*** Quoted passage ***
Ginny on Frederick, London
Alex Margo Arden
For Art-o-rama 2023, Ginny on Frederick presents a new installation of works by Alex Margo Arden.
Alex Margo Arden is a multidisciplinary artist from London and her work excavates theatrical models of production and interpretation. Her practice considers questionable authority through performances, installation, odour and painting, with works often governed by the preset programming of lighting sequences, soundscapes, and aroma dispensers. Exploring the sensory potential of re-materialising digital content (viral videos, images and memes) and re-contextualising material which audiences may have previously witnessed (oversaturated popular figures and historicised iconography), the work arouses inconsistency, or a misinformation effect. These generative processes of reproduction and reinterpretation create trails of conflating and contradictory information, building a web of fabricated truths and false lies, and reinforcing an overarching fear of forgetting.
In her work, subtle transformations occur through recreation – a photograph may be remade as a painting, a location may be restaged with a backcloth, or a collection of objects may be reassembled – these performances of making are reenactments to interrogate identification, ownership and the processes of their own creation. Disappearances and reappearances become key strategies to challenge perception and presence – failure to appear is invoked and there are often missing performers present: objects and people ghost through the leftovers (pieces of popcorn, strands of hair, particles of smell).
In the work, Responsibility, Responsibility, Responsibility (2023) a single word is repeated three times across three walls, folding around the space forming a triad of reduplication. Words are often repeated three times to emphasise the urgency, the importance and to acknowledge the situation. As a rhetorical device, epizeuxis is utilised here to create an emotional appeal, to motivate the audience. The word has a vehemence and could serve as a rallying cry. The word emerges as gloss vinyl on the matte white gallery walls and therefore straddles a tension of visibility and invisibility, it attempts to the reflect light to encourage its own discernibility, while also hiding in plain sight.
*** End of Quoted passage ***
*** The data ***
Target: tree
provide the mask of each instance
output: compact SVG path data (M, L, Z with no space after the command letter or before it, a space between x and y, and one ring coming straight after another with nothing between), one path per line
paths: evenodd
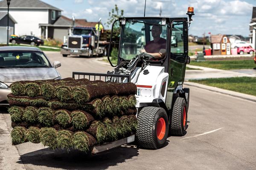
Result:
M119 14L120 13L119 15ZM108 19L107 23L105 25L109 27L110 25L111 25L113 22L116 20L118 20L119 17L122 17L124 15L124 10L121 9L119 12L119 8L117 7L117 5L115 4L115 8L112 9L111 12L108 13L109 18Z

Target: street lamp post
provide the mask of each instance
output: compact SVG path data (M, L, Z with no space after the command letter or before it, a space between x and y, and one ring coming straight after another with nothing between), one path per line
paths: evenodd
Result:
M6 0L7 1L7 46L9 45L9 6L11 0Z

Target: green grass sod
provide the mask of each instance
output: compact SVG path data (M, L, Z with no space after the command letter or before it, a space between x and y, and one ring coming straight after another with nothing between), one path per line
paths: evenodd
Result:
M14 127L11 133L12 144L15 145L25 142L26 131L26 129L23 127Z
M37 127L30 127L25 133L25 139L27 141L32 143L40 143L40 129Z
M256 77L221 78L189 81L256 96Z

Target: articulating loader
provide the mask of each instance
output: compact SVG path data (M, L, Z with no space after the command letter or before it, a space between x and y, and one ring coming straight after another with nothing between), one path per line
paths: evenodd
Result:
M189 7L189 20L119 18L113 23L111 30L111 37L119 36L119 40L111 39L109 48L108 59L115 67L113 71L107 74L73 72L75 78L132 82L137 88L138 124L135 136L96 147L93 153L134 140L142 147L158 149L163 146L168 135L186 134L189 89L183 88L183 84L186 64L190 60L188 29L193 11ZM118 51L116 65L110 57L112 54L114 58L113 50Z

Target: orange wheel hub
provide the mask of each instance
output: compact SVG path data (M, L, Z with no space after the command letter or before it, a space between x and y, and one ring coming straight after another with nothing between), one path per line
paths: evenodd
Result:
M183 108L183 126L185 127L186 125L186 108L185 106Z
M166 131L166 122L163 118L159 119L157 124L157 136L159 140L164 137Z

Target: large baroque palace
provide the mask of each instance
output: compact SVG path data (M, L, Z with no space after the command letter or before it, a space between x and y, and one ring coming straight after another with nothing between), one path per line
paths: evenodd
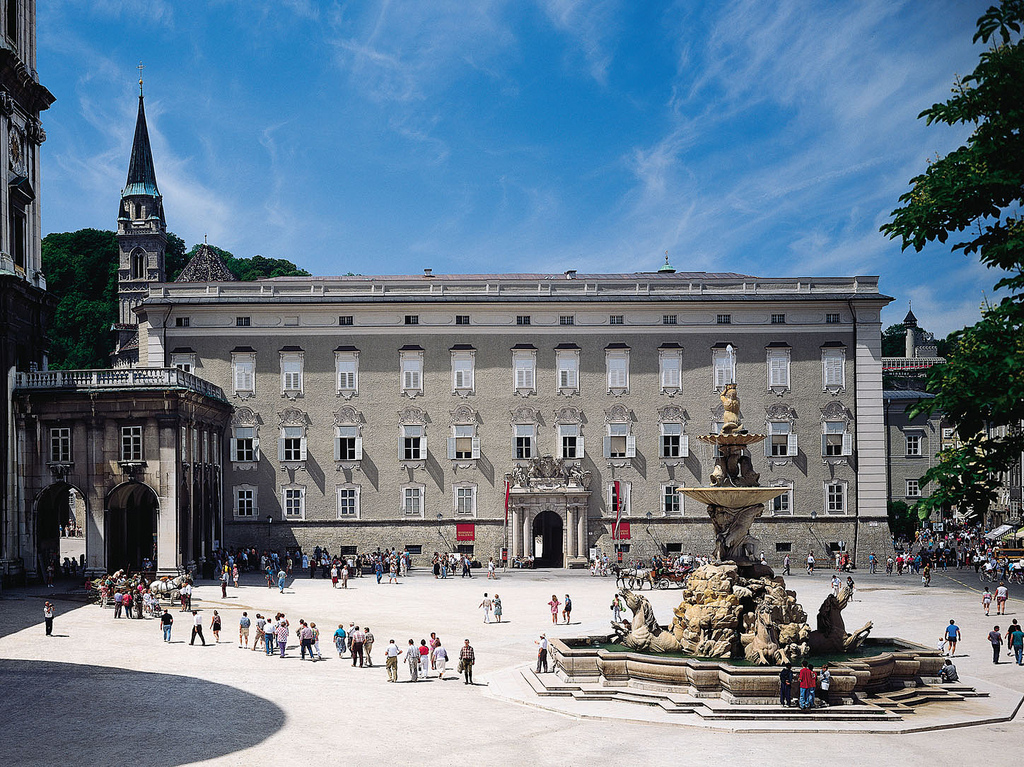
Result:
M137 565L151 540L164 571L220 545L549 566L708 553L707 514L677 488L708 483L696 437L720 428L733 381L743 423L768 435L762 484L787 488L753 528L768 558L891 545L877 278L667 263L243 283L202 247L166 283L141 95L129 165L115 368L18 378L35 497L97 487L93 568ZM97 390L111 401L92 432L61 415Z

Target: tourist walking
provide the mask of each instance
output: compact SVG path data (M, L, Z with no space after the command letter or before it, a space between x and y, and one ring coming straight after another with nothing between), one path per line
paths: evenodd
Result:
M370 653L374 649L374 635L370 631L370 627L367 626L362 629L362 657L367 661L367 668L372 669L374 667L374 659L370 656Z
M437 640L433 652L431 653L431 662L433 663L434 669L437 671L437 678L444 679L444 667L447 664L447 650L441 646L440 639Z
M249 613L243 612L242 617L239 619L239 647L242 649L249 648L249 627L251 625Z
M409 681L417 681L417 675L420 671L420 650L412 639L409 640L409 647L406 648L406 664L409 666Z
M46 625L46 636L53 636L53 603L46 602L43 605L43 623Z
M387 649L384 650L384 666L387 668L387 681L397 682L398 681L398 655L401 654L401 650L398 649L398 645L394 643L394 640L390 640L387 645Z
M778 673L778 701L788 708L793 706L793 666L786 664Z
M949 626L946 627L946 645L949 647L949 656L956 654L956 643L961 640L959 627L951 617Z
M988 641L992 644L992 663L999 663L999 649L1002 647L1002 635L999 633L999 627L996 626L990 632L988 632Z
M548 602L548 606L551 607L551 623L553 624L558 623L558 606L560 604L561 602L558 601L558 595L552 594L551 601Z
M476 652L467 639L462 646L462 652L459 653L459 666L462 668L462 673L466 676L465 684L473 683L473 664L475 663Z
M196 644L196 637L199 637L203 646L206 647L206 637L203 636L203 619L198 611L193 610L193 638L188 644Z
M534 644L539 645L537 648L537 673L540 674L541 670L544 673L548 673L548 638L541 635L540 639L534 641Z

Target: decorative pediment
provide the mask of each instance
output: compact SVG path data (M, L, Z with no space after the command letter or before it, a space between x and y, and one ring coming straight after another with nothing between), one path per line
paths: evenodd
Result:
M846 421L849 424L853 421L853 414L850 413L849 409L843 402L835 399L821 409L821 420Z
M680 423L689 421L689 416L683 408L678 404L667 404L657 409L658 423Z
M231 426L258 426L259 414L252 408L236 408L231 415Z
M419 408L402 408L398 411L398 423L409 426L426 426L427 414Z
M579 408L566 407L555 411L555 423L582 424L583 412Z
M797 411L795 411L788 404L782 404L781 402L769 404L765 409L765 421L775 421L775 422L781 421L791 424L796 423Z
M306 426L309 419L298 408L286 408L278 414L282 426Z
M350 404L346 404L334 414L335 426L358 426L366 423L362 414Z
M537 408L527 404L520 406L510 411L513 424L536 424L541 422L541 414Z
M613 404L604 412L604 420L607 423L631 423L633 414L625 404Z
M451 416L451 423L453 426L465 426L468 424L475 424L477 422L476 411L468 404L458 406L454 411L452 411Z

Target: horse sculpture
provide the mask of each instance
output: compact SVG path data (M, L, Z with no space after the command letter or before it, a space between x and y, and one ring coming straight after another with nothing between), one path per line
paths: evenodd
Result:
M678 652L682 648L674 634L658 626L654 609L645 596L629 589L622 589L618 593L626 606L633 611L633 620L612 622L611 628L615 630L612 641L644 652Z
M858 631L849 634L843 622L843 608L853 596L849 587L843 587L839 596L829 594L818 607L818 628L807 636L811 654L827 655L839 652L851 652L863 644L870 634L873 624L868 621Z

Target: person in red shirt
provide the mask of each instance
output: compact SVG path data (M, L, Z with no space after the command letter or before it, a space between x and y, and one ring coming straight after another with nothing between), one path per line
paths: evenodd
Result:
M800 710L807 711L814 708L814 688L818 686L818 677L814 673L814 667L804 661L804 667L800 670Z

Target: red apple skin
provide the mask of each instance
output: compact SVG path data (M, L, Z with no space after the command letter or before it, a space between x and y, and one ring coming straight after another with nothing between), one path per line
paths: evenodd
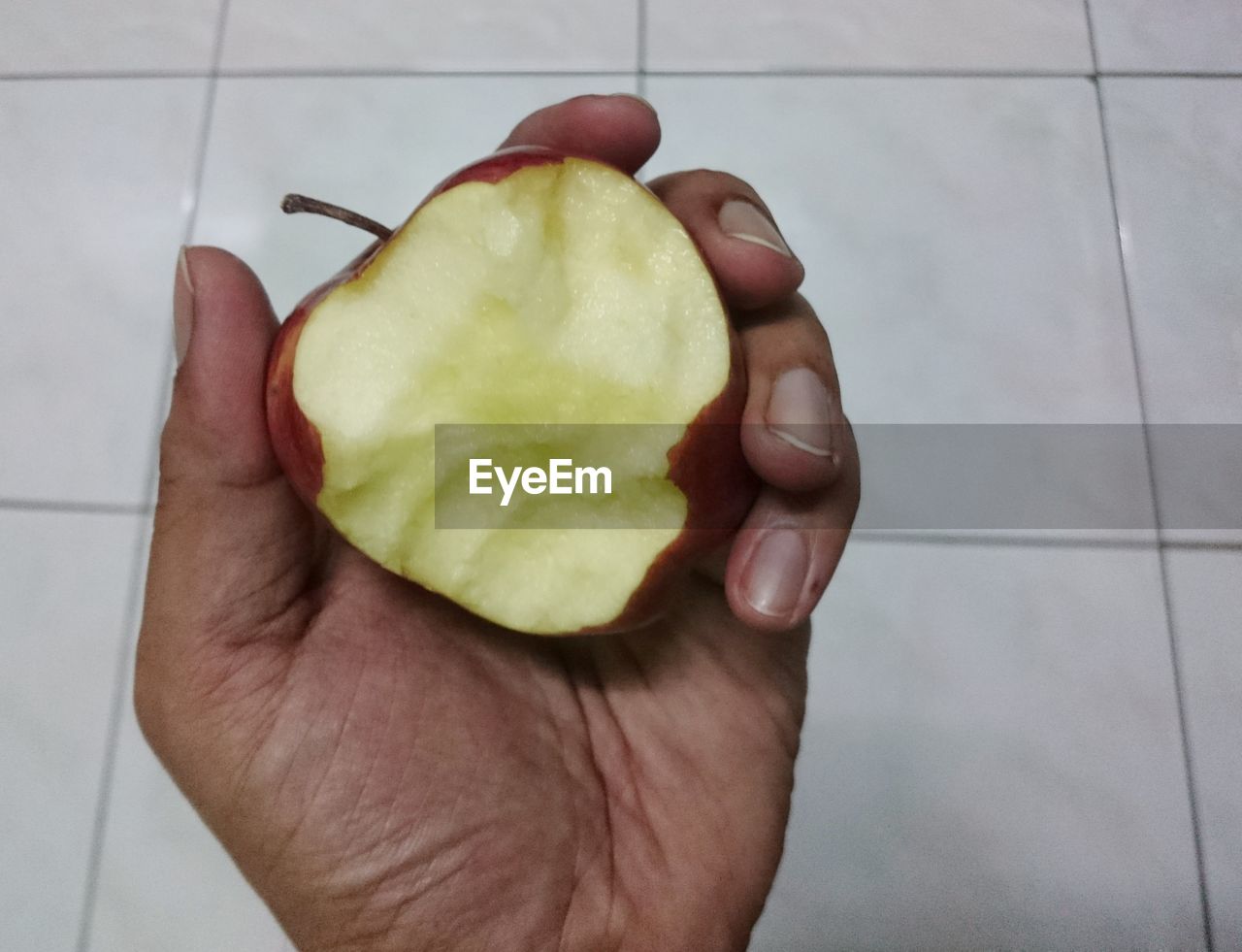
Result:
M436 195L468 181L497 183L518 169L578 158L539 145L501 149L446 178L411 213ZM599 162L590 159L590 162ZM396 234L396 231L394 231ZM323 444L293 396L293 360L307 318L328 293L351 281L371 262L386 240L376 241L338 273L307 295L281 326L267 365L267 426L276 457L298 496L317 510L323 488ZM702 255L702 251L699 252ZM705 266L705 265L704 265ZM710 268L709 268L710 271ZM717 288L719 295L719 287ZM650 565L622 611L605 625L564 634L632 630L663 614L669 597L693 563L727 542L741 524L759 492L759 478L741 450L741 411L746 373L737 332L729 328L729 378L720 394L687 428L668 451L669 478L687 500L686 528Z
*** End of The data ***
-- Activity --
Could you continue the gallery text about Alex Margo Arden's installation for Art-o-rama 2023, starting after its last sentence?

-- Output of the exercise --
Arden has been researching moments of accidental inconsistency, scandal and bleeding between the fictional and the real within the production, rehearsal and presentation of Hollywood films. Material produced and distributed by law enforcement is revisited by Arden. The images content is staged in nature and some of the images have been subtle reconfigured or digitally manipulated, the cut-off cuff of a T-shirt is re-rendered where the frame of the photograph misses it, a prop gun is re-compressed into a cardboard box and also the frame of the painting changes the props proportions tactfully to accommodate it – with a delicate precision while remaining so almost true to the digital image it replicates, the resulting images are difficult to analyse or describe in their difference as they appear almost exactly as the originals they reproduce.
Considering the handling of responsibility, response, unanswered questions and concern. In remaking or overwriting digital photographs as oil paintings their compositions, content and the nuances of their meaning are re-drawn, re-posed and re-presented as new evidence. The interpretation of legal evidence made and owned by law enforcement as artistic imagery, adding layers of critique of the images construction and the decisions made to pose and stage the evidence. The oil paintings are overlaid on the supporting structure bearing the three-word work and allow for reexamination, reconstructive processes, and further reenactment in relation to the crime scene.